-- Opening Marker --
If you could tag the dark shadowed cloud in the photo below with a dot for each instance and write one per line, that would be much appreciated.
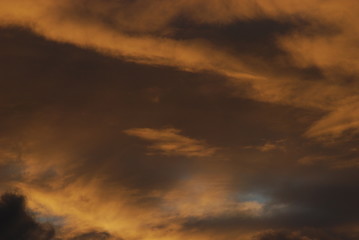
(188, 119)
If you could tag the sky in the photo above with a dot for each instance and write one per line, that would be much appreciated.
(186, 119)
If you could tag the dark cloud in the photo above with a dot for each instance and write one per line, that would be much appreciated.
(225, 153)
(16, 223)
(92, 236)
(306, 234)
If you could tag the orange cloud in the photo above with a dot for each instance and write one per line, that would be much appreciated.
(170, 142)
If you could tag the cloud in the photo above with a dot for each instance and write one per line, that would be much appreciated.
(269, 146)
(304, 234)
(169, 141)
(17, 223)
(142, 31)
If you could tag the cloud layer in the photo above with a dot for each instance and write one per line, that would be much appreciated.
(189, 119)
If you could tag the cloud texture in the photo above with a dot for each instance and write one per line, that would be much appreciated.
(188, 119)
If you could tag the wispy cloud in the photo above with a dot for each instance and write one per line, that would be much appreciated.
(169, 141)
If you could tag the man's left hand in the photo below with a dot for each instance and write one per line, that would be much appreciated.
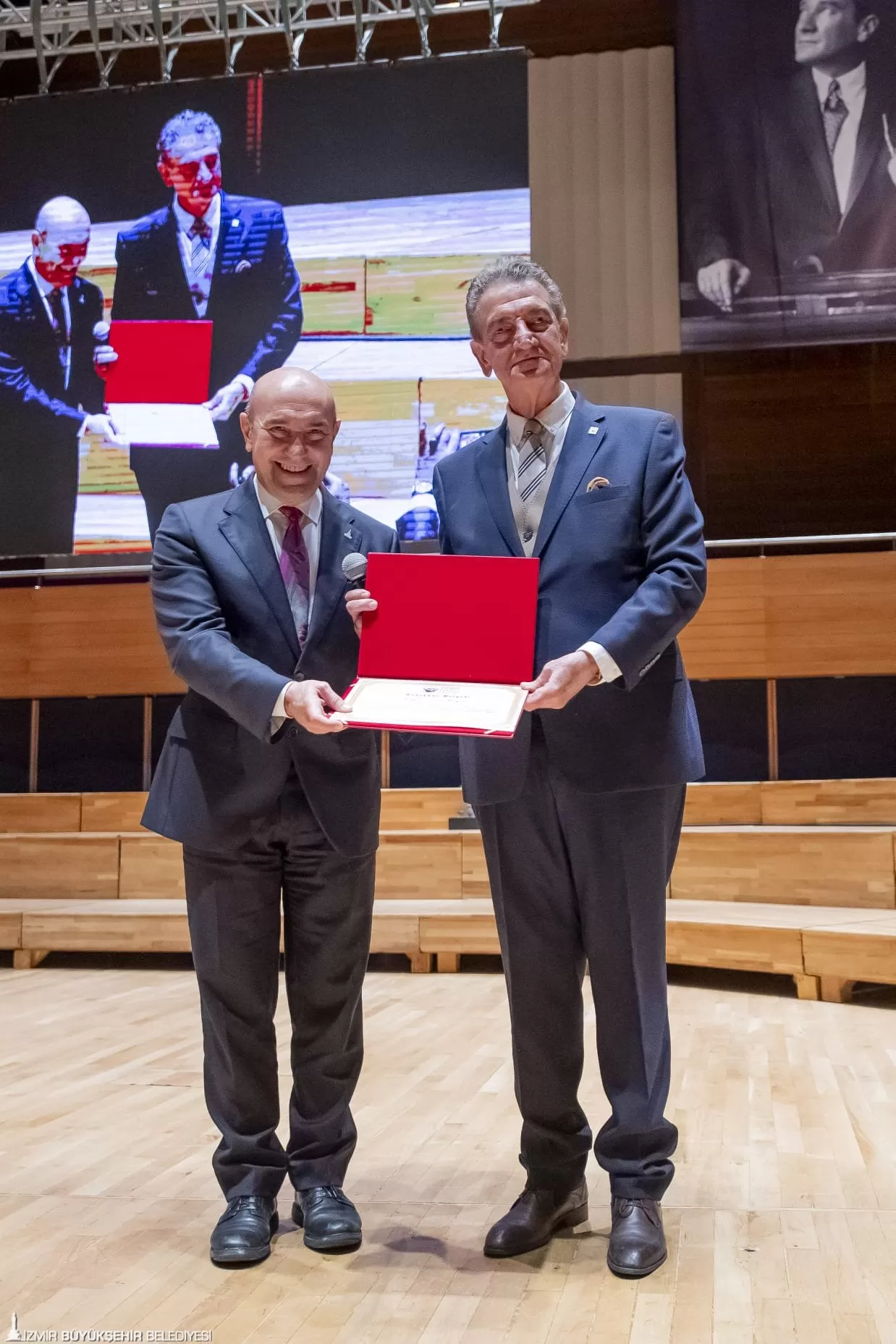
(560, 681)
(226, 400)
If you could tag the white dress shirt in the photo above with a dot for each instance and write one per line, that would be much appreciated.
(186, 243)
(555, 419)
(185, 224)
(277, 524)
(45, 289)
(852, 89)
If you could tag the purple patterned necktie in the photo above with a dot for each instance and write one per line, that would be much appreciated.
(296, 569)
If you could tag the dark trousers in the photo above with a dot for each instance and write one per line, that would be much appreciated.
(172, 475)
(580, 879)
(234, 907)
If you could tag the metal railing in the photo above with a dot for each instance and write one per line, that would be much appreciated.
(46, 33)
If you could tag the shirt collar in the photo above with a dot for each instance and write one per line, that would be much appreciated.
(270, 504)
(186, 221)
(852, 85)
(552, 417)
(43, 285)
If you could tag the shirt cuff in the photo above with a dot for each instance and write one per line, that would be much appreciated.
(607, 665)
(279, 713)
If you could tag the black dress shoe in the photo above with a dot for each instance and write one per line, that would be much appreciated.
(243, 1232)
(331, 1221)
(535, 1218)
(637, 1240)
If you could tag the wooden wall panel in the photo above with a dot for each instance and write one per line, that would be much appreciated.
(779, 616)
(85, 639)
(797, 616)
(602, 175)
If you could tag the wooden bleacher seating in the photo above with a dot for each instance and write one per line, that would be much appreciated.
(789, 878)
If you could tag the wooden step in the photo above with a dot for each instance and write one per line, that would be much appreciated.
(723, 804)
(418, 810)
(77, 866)
(824, 866)
(420, 865)
(41, 812)
(111, 811)
(825, 949)
(845, 951)
(829, 802)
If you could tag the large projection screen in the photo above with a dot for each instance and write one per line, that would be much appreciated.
(383, 191)
(787, 172)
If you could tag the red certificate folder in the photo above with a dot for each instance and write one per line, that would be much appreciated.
(450, 643)
(160, 362)
(156, 389)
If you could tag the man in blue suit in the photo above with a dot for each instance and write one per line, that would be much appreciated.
(580, 812)
(207, 256)
(276, 807)
(50, 390)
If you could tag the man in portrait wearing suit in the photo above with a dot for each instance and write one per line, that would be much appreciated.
(216, 257)
(277, 810)
(811, 166)
(50, 390)
(580, 811)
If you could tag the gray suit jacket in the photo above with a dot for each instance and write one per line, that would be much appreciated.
(229, 632)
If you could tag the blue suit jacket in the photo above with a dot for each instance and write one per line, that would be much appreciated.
(229, 632)
(255, 298)
(31, 377)
(624, 566)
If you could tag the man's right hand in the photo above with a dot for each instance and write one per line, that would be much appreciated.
(722, 281)
(359, 601)
(307, 703)
(105, 428)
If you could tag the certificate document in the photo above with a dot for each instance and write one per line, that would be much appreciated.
(468, 707)
(163, 425)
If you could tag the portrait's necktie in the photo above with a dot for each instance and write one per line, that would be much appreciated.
(834, 114)
(533, 461)
(296, 569)
(199, 260)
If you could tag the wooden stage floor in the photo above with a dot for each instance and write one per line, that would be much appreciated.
(782, 1219)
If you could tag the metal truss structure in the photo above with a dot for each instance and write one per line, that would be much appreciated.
(46, 33)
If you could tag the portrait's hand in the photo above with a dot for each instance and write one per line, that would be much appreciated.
(308, 702)
(560, 681)
(359, 601)
(722, 281)
(226, 400)
(891, 149)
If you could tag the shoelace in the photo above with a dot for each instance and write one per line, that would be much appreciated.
(624, 1207)
(241, 1202)
(335, 1193)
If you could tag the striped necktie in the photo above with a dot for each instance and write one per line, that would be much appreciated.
(295, 566)
(199, 262)
(834, 113)
(533, 460)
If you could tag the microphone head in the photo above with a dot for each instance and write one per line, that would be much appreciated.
(355, 568)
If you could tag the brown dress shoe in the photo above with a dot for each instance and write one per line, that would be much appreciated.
(637, 1240)
(535, 1218)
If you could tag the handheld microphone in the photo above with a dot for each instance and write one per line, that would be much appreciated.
(355, 569)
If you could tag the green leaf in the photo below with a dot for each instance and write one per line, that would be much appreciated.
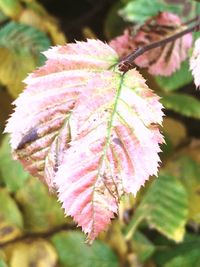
-- Closing Marker --
Requirement: Drop the pictures and reproduce the rest of the data above exactly.

Response to the task:
If you could tag the dark shadowed cloud in the photo below with a dot for each instance and write one per line, that would be much appreciated.
(188, 119)
If you could tag the sky in the photo above with a dot for each instance and write one per line, that would be much appreciated.
(186, 119)
If you could tag the dark cloud in the photo above with a dot for each instance and write one per line, that would be much appreciated.
(225, 153)
(16, 223)
(92, 236)
(306, 234)
If you could tag the orange cloud in the photo above with a dot for each instance and write one per line, that would be much appreciated.
(170, 142)
If you could tag the cloud in the photo above with a dot for each instance and write one per line, that would be much appreciated.
(269, 146)
(304, 234)
(169, 141)
(17, 223)
(142, 31)
If you could tag the cloud layer in the photo above with a dot for each instance and write one per line, that would be much appreciated.
(189, 119)
If you could tag the cloud texture in the photo above with a dot for each instance and write one per line, that would be much appreciated.
(188, 119)
If you could tag the wispy cloud in the photo above with a dot for each instance and write one per line, that would be much appreciated.
(169, 141)
If you could tag the man's left hand in the photo below with a dot for each instance and write one per line, that would be much appreciated.
(560, 681)
(226, 400)
If you could tag the white dress shirt in the photo above with a dot for each instance and write one per line, that would be much appreciated.
(186, 243)
(555, 419)
(185, 224)
(277, 524)
(45, 289)
(852, 89)
If you could tag the purple patterned necktie in the photo above with a dot for each instance and write one per line, that would be much appreciated.
(296, 569)
If you could tag the dark trousers in the photo above with a dot for each instance and write one per line, that would be much appreciated.
(172, 475)
(580, 879)
(234, 907)
If you could tag the metal railing in the photo above with a dot for each instance and write one per line, that would be much appreciated.
(46, 33)
If you could tag the shirt collar in the photo above with a dot for each instance and write one per line, that would be much appreciated.
(270, 504)
(186, 221)
(852, 85)
(552, 417)
(43, 285)
If you could tag the shirt cuff in the photo above with a dot for each instance and write one per line, that would be much appreciated.
(607, 665)
(279, 713)
If you could tag the black dress shoe in the photo above with a dot for each instance and write one per line, that would be much appreciated.
(243, 1232)
(331, 1221)
(535, 1218)
(637, 1240)
If you could tag the wooden wall panel in the photo above with a dot for each instance and write one per line, that would be much appreciated.
(779, 616)
(85, 639)
(797, 616)
(602, 175)
If you could tag the wooden bleacher seating in the photo above with a dot for each instance and write one per line, that would be much appreciated.
(789, 878)
If you could tag the wooden step in the photo above with a dot for each instance and write one per line, that would be much appreciated.
(723, 804)
(418, 810)
(77, 866)
(824, 866)
(420, 865)
(41, 812)
(111, 811)
(825, 949)
(845, 951)
(829, 802)
If you could tag the large projection screen in the photo above with a dot for each instance and write one per line, that would be much appreciated.
(383, 191)
(787, 172)
If you could tag the red certificate folder in the photo above with a dot for each instance and write one per line, that would be much appreciated.
(450, 643)
(160, 362)
(156, 389)
If you could tag the man in blue suit in the photo above with a dot for each instance and write one per line, that would be much appreciated.
(580, 812)
(207, 256)
(276, 807)
(50, 390)
If you could tag the man in portrait wearing suit in the photo above with a dot for each instance and write one per line, that would be much appreciated.
(216, 257)
(277, 810)
(811, 166)
(50, 390)
(580, 811)
If you could tag the gray suit jacket in the photo above with a dot for each instance and write one per line, that would be much appreciated.
(229, 632)
If you could tag the blue suit jacket in the photo above with a dot for each instance and write one per line, that would be much appreciated.
(229, 632)
(255, 298)
(31, 377)
(624, 566)
If you could tag the man's right hand in the photo above with a dot for each instance and write one per line, that would be much appreciated.
(722, 281)
(359, 601)
(307, 703)
(105, 428)
If you could tag the certificate document in the photo above with a dot for each instance and write one per line, that would be much appreciated.
(468, 707)
(163, 425)
If you could tag the portrait's necktie in the photo above with a dot for each instance and write one per line, that would be much appreciated.
(834, 114)
(533, 461)
(296, 569)
(199, 260)
If you could tag the wooden stage floor in the photo above with a dot for each instance and write one per line, that would be much appreciated.
(782, 1219)
If you could tag the metal truss structure in the photo above with a dot for each instance and write one per line, that would be much appreciated.
(46, 33)
If you could tag the portrait's hand in the photo above with a dot for each instance and write one per line, that would be much appreciated.
(308, 702)
(560, 681)
(359, 601)
(722, 281)
(226, 400)
(891, 149)
If you could tag the shoelace in the photo above with a dot for each instance and write one per line, that would be much appreciated.
(624, 1207)
(241, 1202)
(335, 1193)
If you could tag the striped necktie in the photo above with a dot for each instance and write one per line, that would be much appreciated.
(295, 566)
(199, 262)
(834, 113)
(533, 460)
If you could tag the microphone head in the photo above with a dot for each instance and write one per line, that would be much appreciated.
(355, 568)
If you could tag the brown dress shoe in the photo above with a dot for each instance and write one per line, that would be much appreciated.
(637, 1240)
(535, 1218)
If you could tag the handheld microphone in the photo above with a dot for each instance and write one per line, that would be much appreciated.
(355, 569)
If you could tag the green leaf in the photo below with a dot for each instance and write one per line, that would be much appreciated.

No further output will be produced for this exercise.